── Records for this task

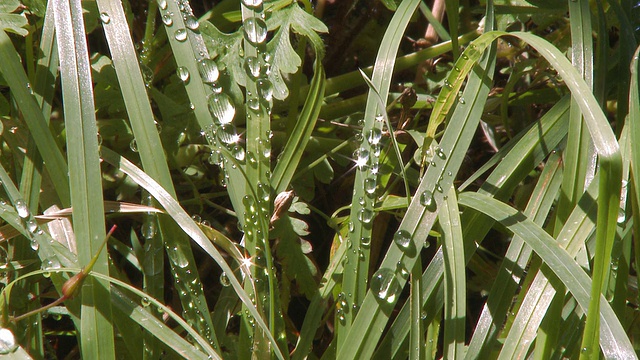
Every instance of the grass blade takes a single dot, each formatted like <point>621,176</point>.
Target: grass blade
<point>96,331</point>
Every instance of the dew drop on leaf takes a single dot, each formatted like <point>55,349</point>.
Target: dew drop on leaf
<point>105,18</point>
<point>224,280</point>
<point>209,71</point>
<point>221,108</point>
<point>22,209</point>
<point>384,285</point>
<point>255,30</point>
<point>402,238</point>
<point>180,35</point>
<point>167,20</point>
<point>191,22</point>
<point>8,343</point>
<point>183,74</point>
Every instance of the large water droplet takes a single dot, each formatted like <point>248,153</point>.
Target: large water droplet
<point>133,145</point>
<point>8,343</point>
<point>180,35</point>
<point>191,22</point>
<point>22,209</point>
<point>238,152</point>
<point>224,280</point>
<point>183,74</point>
<point>384,285</point>
<point>221,108</point>
<point>252,66</point>
<point>265,90</point>
<point>105,18</point>
<point>167,20</point>
<point>370,185</point>
<point>209,71</point>
<point>427,200</point>
<point>365,215</point>
<point>402,238</point>
<point>255,30</point>
<point>374,135</point>
<point>361,157</point>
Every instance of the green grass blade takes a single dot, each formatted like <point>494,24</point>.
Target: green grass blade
<point>634,134</point>
<point>96,332</point>
<point>615,343</point>
<point>421,215</point>
<point>176,212</point>
<point>454,278</point>
<point>354,282</point>
<point>516,260</point>
<point>293,150</point>
<point>153,159</point>
<point>16,77</point>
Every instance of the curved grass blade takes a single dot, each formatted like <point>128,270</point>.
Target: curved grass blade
<point>150,149</point>
<point>285,168</point>
<point>454,278</point>
<point>354,282</point>
<point>421,214</point>
<point>615,343</point>
<point>174,210</point>
<point>96,332</point>
<point>16,77</point>
<point>514,263</point>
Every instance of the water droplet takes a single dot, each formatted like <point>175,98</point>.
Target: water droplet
<point>22,209</point>
<point>167,20</point>
<point>8,342</point>
<point>209,71</point>
<point>253,103</point>
<point>180,35</point>
<point>224,280</point>
<point>402,238</point>
<point>365,242</point>
<point>374,135</point>
<point>50,264</point>
<point>252,66</point>
<point>183,74</point>
<point>384,285</point>
<point>361,157</point>
<point>400,268</point>
<point>105,18</point>
<point>191,22</point>
<point>265,90</point>
<point>133,145</point>
<point>252,3</point>
<point>426,199</point>
<point>238,152</point>
<point>366,215</point>
<point>221,108</point>
<point>370,185</point>
<point>32,225</point>
<point>255,30</point>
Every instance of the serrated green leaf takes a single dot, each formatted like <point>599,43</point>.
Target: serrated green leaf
<point>291,252</point>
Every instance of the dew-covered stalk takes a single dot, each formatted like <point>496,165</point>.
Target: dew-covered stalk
<point>257,210</point>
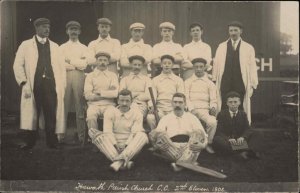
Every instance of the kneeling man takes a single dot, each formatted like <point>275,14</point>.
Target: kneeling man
<point>179,135</point>
<point>123,135</point>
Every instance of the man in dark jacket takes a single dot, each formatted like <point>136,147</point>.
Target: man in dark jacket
<point>233,131</point>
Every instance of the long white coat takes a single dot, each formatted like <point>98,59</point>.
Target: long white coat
<point>248,70</point>
<point>24,68</point>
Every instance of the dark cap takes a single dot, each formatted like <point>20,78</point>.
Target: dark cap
<point>101,53</point>
<point>104,21</point>
<point>73,24</point>
<point>200,60</point>
<point>41,21</point>
<point>196,24</point>
<point>168,57</point>
<point>236,24</point>
<point>136,57</point>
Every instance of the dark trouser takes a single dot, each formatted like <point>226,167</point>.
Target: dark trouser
<point>222,146</point>
<point>46,101</point>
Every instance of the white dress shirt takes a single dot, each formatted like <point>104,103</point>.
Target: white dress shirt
<point>135,48</point>
<point>103,82</point>
<point>169,48</point>
<point>198,50</point>
<point>77,53</point>
<point>122,125</point>
<point>108,44</point>
<point>138,85</point>
<point>201,93</point>
<point>184,125</point>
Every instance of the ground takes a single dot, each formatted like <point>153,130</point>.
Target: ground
<point>278,164</point>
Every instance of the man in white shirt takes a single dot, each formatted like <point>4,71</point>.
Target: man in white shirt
<point>105,43</point>
<point>201,96</point>
<point>166,47</point>
<point>135,46</point>
<point>235,69</point>
<point>195,49</point>
<point>100,90</point>
<point>138,84</point>
<point>75,56</point>
<point>179,135</point>
<point>164,87</point>
<point>123,135</point>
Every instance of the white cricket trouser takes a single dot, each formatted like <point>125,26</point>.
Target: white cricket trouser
<point>210,121</point>
<point>105,143</point>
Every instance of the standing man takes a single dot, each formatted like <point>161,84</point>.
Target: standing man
<point>135,46</point>
<point>179,135</point>
<point>235,69</point>
<point>201,99</point>
<point>123,135</point>
<point>105,43</point>
<point>75,55</point>
<point>100,90</point>
<point>166,47</point>
<point>40,72</point>
<point>138,84</point>
<point>164,87</point>
<point>196,49</point>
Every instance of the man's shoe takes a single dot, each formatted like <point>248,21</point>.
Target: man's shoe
<point>175,167</point>
<point>130,165</point>
<point>26,146</point>
<point>209,149</point>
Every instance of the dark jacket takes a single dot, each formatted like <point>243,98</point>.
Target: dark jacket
<point>233,127</point>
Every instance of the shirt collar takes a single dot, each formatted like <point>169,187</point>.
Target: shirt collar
<point>71,42</point>
<point>128,114</point>
<point>169,42</point>
<point>141,42</point>
<point>236,40</point>
<point>98,72</point>
<point>107,38</point>
<point>135,76</point>
<point>41,39</point>
<point>231,113</point>
<point>164,76</point>
<point>198,42</point>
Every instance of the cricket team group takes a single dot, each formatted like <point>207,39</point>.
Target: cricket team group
<point>179,107</point>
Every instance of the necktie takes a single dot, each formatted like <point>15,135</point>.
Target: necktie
<point>234,45</point>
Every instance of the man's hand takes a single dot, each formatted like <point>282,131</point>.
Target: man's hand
<point>67,60</point>
<point>151,110</point>
<point>232,141</point>
<point>240,141</point>
<point>112,88</point>
<point>213,111</point>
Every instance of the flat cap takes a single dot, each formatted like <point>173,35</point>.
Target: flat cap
<point>102,53</point>
<point>137,26</point>
<point>196,24</point>
<point>175,66</point>
<point>236,24</point>
<point>167,25</point>
<point>136,57</point>
<point>73,24</point>
<point>104,21</point>
<point>167,56</point>
<point>200,60</point>
<point>41,21</point>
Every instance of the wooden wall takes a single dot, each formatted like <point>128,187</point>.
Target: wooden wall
<point>260,19</point>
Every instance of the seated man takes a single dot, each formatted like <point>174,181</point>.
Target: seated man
<point>100,90</point>
<point>179,135</point>
<point>165,86</point>
<point>123,135</point>
<point>201,98</point>
<point>138,84</point>
<point>233,131</point>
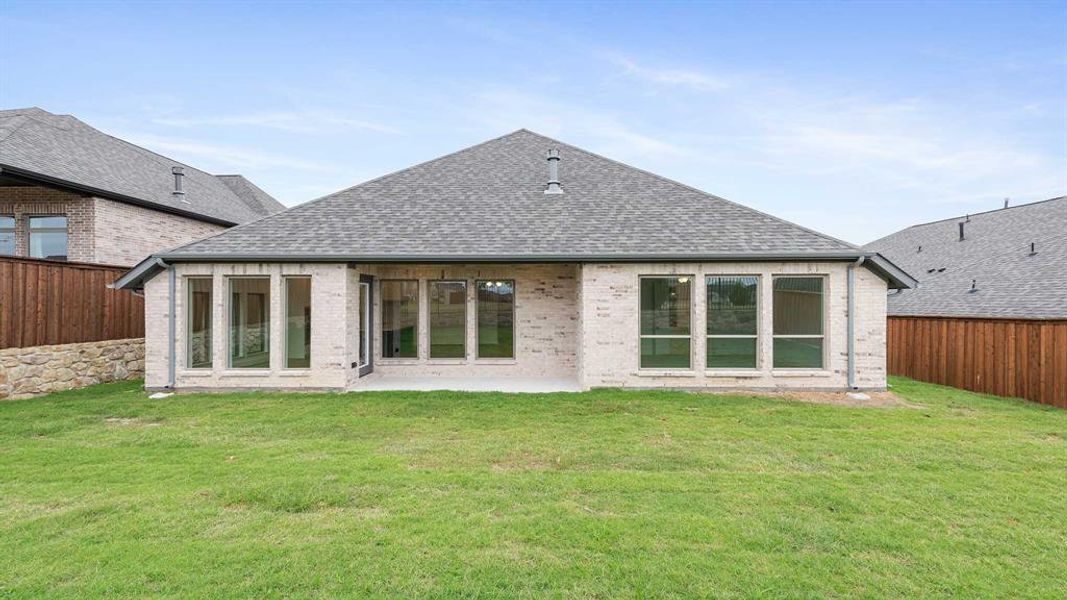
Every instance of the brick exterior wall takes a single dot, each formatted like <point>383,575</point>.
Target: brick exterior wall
<point>609,329</point>
<point>126,234</point>
<point>25,202</point>
<point>571,321</point>
<point>329,322</point>
<point>100,231</point>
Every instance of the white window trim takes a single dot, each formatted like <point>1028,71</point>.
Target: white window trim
<point>757,336</point>
<point>682,370</point>
<point>380,354</point>
<point>514,324</point>
<point>285,324</point>
<point>236,370</point>
<point>429,324</point>
<point>793,370</point>
<point>189,325</point>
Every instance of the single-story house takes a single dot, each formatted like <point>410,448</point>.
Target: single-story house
<point>521,258</point>
<point>989,313</point>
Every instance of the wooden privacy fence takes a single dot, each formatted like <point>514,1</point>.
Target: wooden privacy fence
<point>1025,359</point>
<point>47,302</point>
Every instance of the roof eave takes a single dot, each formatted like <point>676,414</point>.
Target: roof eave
<point>74,186</point>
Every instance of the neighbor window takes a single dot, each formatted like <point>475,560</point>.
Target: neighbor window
<point>399,319</point>
<point>665,334</point>
<point>732,321</point>
<point>447,319</point>
<point>48,237</point>
<point>250,322</point>
<point>298,322</point>
<point>198,316</point>
<point>6,236</point>
<point>798,322</point>
<point>496,319</point>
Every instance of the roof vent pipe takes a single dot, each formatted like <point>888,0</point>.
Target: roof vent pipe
<point>554,186</point>
<point>179,174</point>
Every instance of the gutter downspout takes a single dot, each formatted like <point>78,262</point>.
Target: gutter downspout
<point>171,359</point>
<point>851,321</point>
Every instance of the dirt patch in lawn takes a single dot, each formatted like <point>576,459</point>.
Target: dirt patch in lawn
<point>874,399</point>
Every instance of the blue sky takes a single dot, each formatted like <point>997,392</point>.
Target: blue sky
<point>855,120</point>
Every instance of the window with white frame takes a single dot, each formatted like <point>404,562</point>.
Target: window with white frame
<point>198,322</point>
<point>6,236</point>
<point>799,313</point>
<point>733,321</point>
<point>250,322</point>
<point>665,321</point>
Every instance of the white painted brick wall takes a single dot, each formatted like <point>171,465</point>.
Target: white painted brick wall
<point>609,336</point>
<point>571,321</point>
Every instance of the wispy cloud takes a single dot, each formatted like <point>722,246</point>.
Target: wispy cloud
<point>300,122</point>
<point>215,157</point>
<point>670,77</point>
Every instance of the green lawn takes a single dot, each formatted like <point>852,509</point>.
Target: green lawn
<point>105,492</point>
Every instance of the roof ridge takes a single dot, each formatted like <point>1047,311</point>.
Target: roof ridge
<point>1029,204</point>
<point>694,189</point>
<point>338,192</point>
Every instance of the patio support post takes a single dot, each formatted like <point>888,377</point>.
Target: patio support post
<point>851,321</point>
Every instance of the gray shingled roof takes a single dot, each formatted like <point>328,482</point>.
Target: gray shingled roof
<point>489,201</point>
<point>1010,283</point>
<point>35,142</point>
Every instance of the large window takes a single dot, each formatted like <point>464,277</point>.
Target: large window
<point>198,317</point>
<point>447,319</point>
<point>496,319</point>
<point>6,236</point>
<point>250,322</point>
<point>798,322</point>
<point>399,319</point>
<point>48,237</point>
<point>732,321</point>
<point>298,322</point>
<point>665,334</point>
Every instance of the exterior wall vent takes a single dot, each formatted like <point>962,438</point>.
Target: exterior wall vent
<point>554,186</point>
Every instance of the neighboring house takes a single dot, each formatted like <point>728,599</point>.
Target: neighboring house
<point>989,313</point>
<point>70,192</point>
<point>494,266</point>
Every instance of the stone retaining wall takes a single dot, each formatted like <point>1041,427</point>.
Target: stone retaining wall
<point>30,372</point>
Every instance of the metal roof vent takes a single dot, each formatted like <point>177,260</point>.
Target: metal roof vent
<point>179,175</point>
<point>554,186</point>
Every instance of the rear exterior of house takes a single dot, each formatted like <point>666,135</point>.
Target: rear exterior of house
<point>494,264</point>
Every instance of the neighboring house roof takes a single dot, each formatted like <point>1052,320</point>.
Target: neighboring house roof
<point>61,149</point>
<point>994,254</point>
<point>487,203</point>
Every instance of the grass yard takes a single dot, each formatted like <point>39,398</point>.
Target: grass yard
<point>609,493</point>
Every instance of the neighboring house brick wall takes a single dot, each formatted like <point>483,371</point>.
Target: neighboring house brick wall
<point>24,202</point>
<point>609,317</point>
<point>127,234</point>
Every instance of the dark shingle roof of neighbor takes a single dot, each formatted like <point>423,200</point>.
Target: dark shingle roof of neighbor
<point>1009,282</point>
<point>58,147</point>
<point>489,201</point>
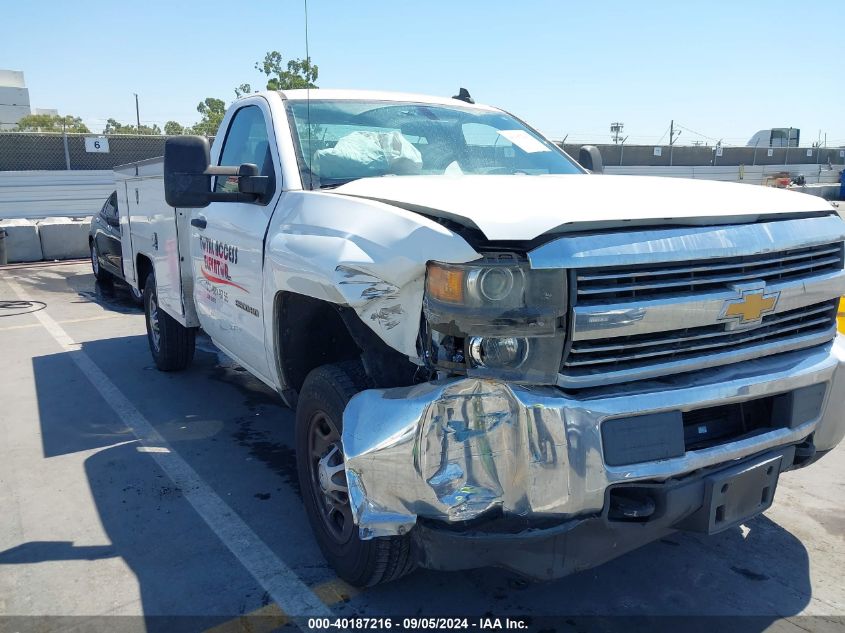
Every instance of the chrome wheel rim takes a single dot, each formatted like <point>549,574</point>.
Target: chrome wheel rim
<point>155,332</point>
<point>328,477</point>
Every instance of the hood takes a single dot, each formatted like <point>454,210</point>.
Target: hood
<point>525,207</point>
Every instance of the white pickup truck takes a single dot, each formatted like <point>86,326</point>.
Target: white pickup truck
<point>496,357</point>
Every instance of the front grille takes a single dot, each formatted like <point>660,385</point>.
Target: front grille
<point>654,281</point>
<point>624,353</point>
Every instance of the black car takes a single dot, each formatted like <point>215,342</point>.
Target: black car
<point>104,242</point>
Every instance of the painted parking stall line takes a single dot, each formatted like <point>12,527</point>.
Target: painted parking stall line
<point>286,589</point>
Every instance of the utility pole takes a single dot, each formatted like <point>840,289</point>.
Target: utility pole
<point>616,130</point>
<point>672,138</point>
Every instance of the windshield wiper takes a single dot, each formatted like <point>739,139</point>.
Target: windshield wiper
<point>336,183</point>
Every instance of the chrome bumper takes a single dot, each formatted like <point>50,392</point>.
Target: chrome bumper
<point>452,450</point>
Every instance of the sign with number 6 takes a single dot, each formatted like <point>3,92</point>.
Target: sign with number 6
<point>97,144</point>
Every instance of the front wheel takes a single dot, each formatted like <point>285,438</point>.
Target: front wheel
<point>322,479</point>
<point>171,343</point>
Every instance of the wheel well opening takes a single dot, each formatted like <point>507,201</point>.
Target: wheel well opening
<point>311,333</point>
<point>143,267</point>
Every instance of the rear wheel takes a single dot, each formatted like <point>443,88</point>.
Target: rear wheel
<point>171,343</point>
<point>322,479</point>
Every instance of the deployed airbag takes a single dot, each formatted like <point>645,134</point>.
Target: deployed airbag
<point>362,154</point>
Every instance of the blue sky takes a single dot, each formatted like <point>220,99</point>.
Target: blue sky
<point>723,69</point>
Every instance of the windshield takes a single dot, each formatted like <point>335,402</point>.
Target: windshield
<point>347,140</point>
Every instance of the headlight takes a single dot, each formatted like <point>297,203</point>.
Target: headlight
<point>494,298</point>
<point>497,318</point>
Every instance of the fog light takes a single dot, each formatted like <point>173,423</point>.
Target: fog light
<point>505,353</point>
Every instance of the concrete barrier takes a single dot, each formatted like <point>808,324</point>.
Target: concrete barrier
<point>64,238</point>
<point>22,241</point>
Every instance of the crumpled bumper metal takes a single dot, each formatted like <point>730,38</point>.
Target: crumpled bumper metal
<point>456,449</point>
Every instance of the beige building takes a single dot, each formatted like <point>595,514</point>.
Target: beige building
<point>14,98</point>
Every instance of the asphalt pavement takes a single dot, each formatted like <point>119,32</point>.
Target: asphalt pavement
<point>143,499</point>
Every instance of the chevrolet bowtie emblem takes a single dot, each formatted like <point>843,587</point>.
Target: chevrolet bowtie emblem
<point>750,308</point>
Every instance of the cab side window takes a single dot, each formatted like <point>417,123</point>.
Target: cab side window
<point>246,142</point>
<point>109,210</point>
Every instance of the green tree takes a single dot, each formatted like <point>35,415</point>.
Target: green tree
<point>172,128</point>
<point>212,111</point>
<point>298,73</point>
<point>52,123</point>
<point>115,127</point>
<point>243,89</point>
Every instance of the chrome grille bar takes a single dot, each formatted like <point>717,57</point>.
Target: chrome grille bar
<point>658,280</point>
<point>672,346</point>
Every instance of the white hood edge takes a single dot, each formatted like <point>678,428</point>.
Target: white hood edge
<point>525,207</point>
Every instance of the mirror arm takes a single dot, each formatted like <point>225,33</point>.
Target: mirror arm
<point>218,196</point>
<point>247,169</point>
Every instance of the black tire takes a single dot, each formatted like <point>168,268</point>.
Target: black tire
<point>324,396</point>
<point>104,277</point>
<point>136,295</point>
<point>171,343</point>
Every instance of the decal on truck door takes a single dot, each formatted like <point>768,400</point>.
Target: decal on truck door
<point>219,258</point>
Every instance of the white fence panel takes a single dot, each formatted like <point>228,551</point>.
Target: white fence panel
<point>756,175</point>
<point>40,194</point>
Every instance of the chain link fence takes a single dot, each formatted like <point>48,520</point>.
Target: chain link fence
<point>23,151</point>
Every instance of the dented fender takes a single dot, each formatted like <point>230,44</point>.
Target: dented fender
<point>359,253</point>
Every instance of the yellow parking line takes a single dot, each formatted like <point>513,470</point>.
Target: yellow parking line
<point>271,617</point>
<point>261,620</point>
<point>86,319</point>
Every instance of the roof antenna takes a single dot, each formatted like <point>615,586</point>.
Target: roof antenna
<point>463,95</point>
<point>308,102</point>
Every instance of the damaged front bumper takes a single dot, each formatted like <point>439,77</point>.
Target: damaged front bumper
<point>460,450</point>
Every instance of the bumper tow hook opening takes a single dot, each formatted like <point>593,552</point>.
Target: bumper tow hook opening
<point>630,505</point>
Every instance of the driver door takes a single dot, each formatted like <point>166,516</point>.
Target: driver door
<point>227,242</point>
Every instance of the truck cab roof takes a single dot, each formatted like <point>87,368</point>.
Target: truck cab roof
<point>377,95</point>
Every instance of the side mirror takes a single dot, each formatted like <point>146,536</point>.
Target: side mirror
<point>589,157</point>
<point>187,176</point>
<point>186,160</point>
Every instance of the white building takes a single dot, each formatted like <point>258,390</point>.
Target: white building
<point>14,99</point>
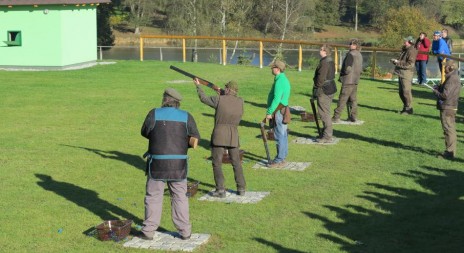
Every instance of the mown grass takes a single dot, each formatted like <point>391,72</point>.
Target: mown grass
<point>70,157</point>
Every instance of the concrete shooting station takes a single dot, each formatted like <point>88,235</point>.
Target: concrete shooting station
<point>48,34</point>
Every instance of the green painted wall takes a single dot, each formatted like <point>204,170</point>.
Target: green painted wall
<point>65,35</point>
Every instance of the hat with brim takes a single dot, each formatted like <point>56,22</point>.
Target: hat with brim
<point>173,93</point>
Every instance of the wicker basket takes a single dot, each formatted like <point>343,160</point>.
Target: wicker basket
<point>226,157</point>
<point>192,187</point>
<point>307,117</point>
<point>115,230</point>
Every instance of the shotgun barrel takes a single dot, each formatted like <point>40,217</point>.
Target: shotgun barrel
<point>201,80</point>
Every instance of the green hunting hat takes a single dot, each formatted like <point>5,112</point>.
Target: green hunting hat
<point>173,93</point>
<point>278,64</point>
<point>232,85</point>
<point>409,39</point>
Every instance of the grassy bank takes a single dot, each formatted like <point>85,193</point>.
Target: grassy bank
<point>70,156</point>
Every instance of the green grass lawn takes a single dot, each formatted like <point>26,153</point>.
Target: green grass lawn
<point>71,157</point>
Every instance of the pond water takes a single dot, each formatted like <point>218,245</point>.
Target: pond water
<point>213,55</point>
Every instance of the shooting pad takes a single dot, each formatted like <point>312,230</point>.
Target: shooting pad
<point>347,122</point>
<point>232,197</point>
<point>302,140</point>
<point>168,241</point>
<point>294,166</point>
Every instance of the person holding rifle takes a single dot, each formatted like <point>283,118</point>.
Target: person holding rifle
<point>324,89</point>
<point>447,102</point>
<point>277,100</point>
<point>349,76</point>
<point>168,130</point>
<point>422,45</point>
<point>404,66</point>
<point>228,114</point>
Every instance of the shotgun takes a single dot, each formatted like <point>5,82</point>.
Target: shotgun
<point>263,135</point>
<point>316,118</point>
<point>201,80</point>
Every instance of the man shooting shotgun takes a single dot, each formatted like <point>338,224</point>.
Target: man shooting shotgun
<point>200,80</point>
<point>228,108</point>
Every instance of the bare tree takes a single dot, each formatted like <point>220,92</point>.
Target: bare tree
<point>290,10</point>
<point>140,12</point>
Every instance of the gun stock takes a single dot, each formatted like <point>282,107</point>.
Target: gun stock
<point>201,80</point>
<point>316,118</point>
<point>263,135</point>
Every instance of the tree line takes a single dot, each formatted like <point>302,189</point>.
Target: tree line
<point>282,19</point>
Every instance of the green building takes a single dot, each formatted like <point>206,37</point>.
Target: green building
<point>48,34</point>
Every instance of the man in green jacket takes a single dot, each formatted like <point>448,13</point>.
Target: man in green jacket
<point>277,99</point>
<point>447,102</point>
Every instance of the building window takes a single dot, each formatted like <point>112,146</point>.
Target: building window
<point>14,38</point>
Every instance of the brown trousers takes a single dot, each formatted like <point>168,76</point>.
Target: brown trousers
<point>323,107</point>
<point>448,123</point>
<point>154,206</point>
<point>347,94</point>
<point>217,153</point>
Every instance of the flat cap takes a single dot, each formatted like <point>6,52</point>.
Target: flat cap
<point>278,64</point>
<point>173,93</point>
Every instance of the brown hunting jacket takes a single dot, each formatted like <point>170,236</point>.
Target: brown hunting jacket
<point>229,111</point>
<point>406,63</point>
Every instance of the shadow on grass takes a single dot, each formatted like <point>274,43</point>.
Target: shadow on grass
<point>277,247</point>
<point>133,160</point>
<point>85,198</point>
<point>393,144</point>
<point>402,219</point>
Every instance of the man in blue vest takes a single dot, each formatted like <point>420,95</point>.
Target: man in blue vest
<point>168,130</point>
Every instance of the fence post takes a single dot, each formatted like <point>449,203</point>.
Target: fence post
<point>224,53</point>
<point>141,48</point>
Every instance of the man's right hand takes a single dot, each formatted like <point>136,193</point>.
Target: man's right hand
<point>196,81</point>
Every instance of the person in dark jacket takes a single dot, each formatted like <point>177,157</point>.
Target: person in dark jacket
<point>422,45</point>
<point>404,67</point>
<point>447,102</point>
<point>167,129</point>
<point>228,114</point>
<point>324,89</point>
<point>349,76</point>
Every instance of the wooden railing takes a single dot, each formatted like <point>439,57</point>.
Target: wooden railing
<point>261,42</point>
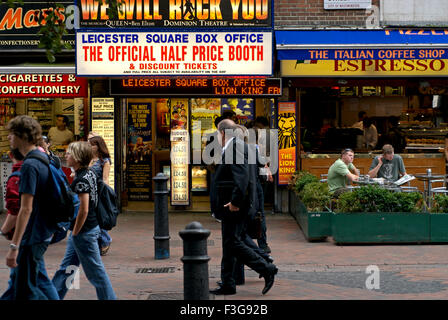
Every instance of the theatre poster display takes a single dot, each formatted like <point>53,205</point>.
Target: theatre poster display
<point>286,141</point>
<point>139,151</point>
<point>180,150</point>
<point>244,109</point>
<point>103,124</point>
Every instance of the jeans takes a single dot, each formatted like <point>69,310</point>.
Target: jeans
<point>29,280</point>
<point>83,249</point>
<point>262,242</point>
<point>104,240</point>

────

Given problem:
Transcribe the rows above without alteration, covering the stretch from the line containing "Every instance of the driver" through the line containing "<point>377,95</point>", both included.

Solution for this task:
Every instance of the driver door takes a single dot, each formatted like <point>166,516</point>.
Target: driver door
<point>227,242</point>
Every instance of the truck cab roof takes a single dot, each formatted like <point>87,368</point>.
Target: truck cab roof
<point>377,95</point>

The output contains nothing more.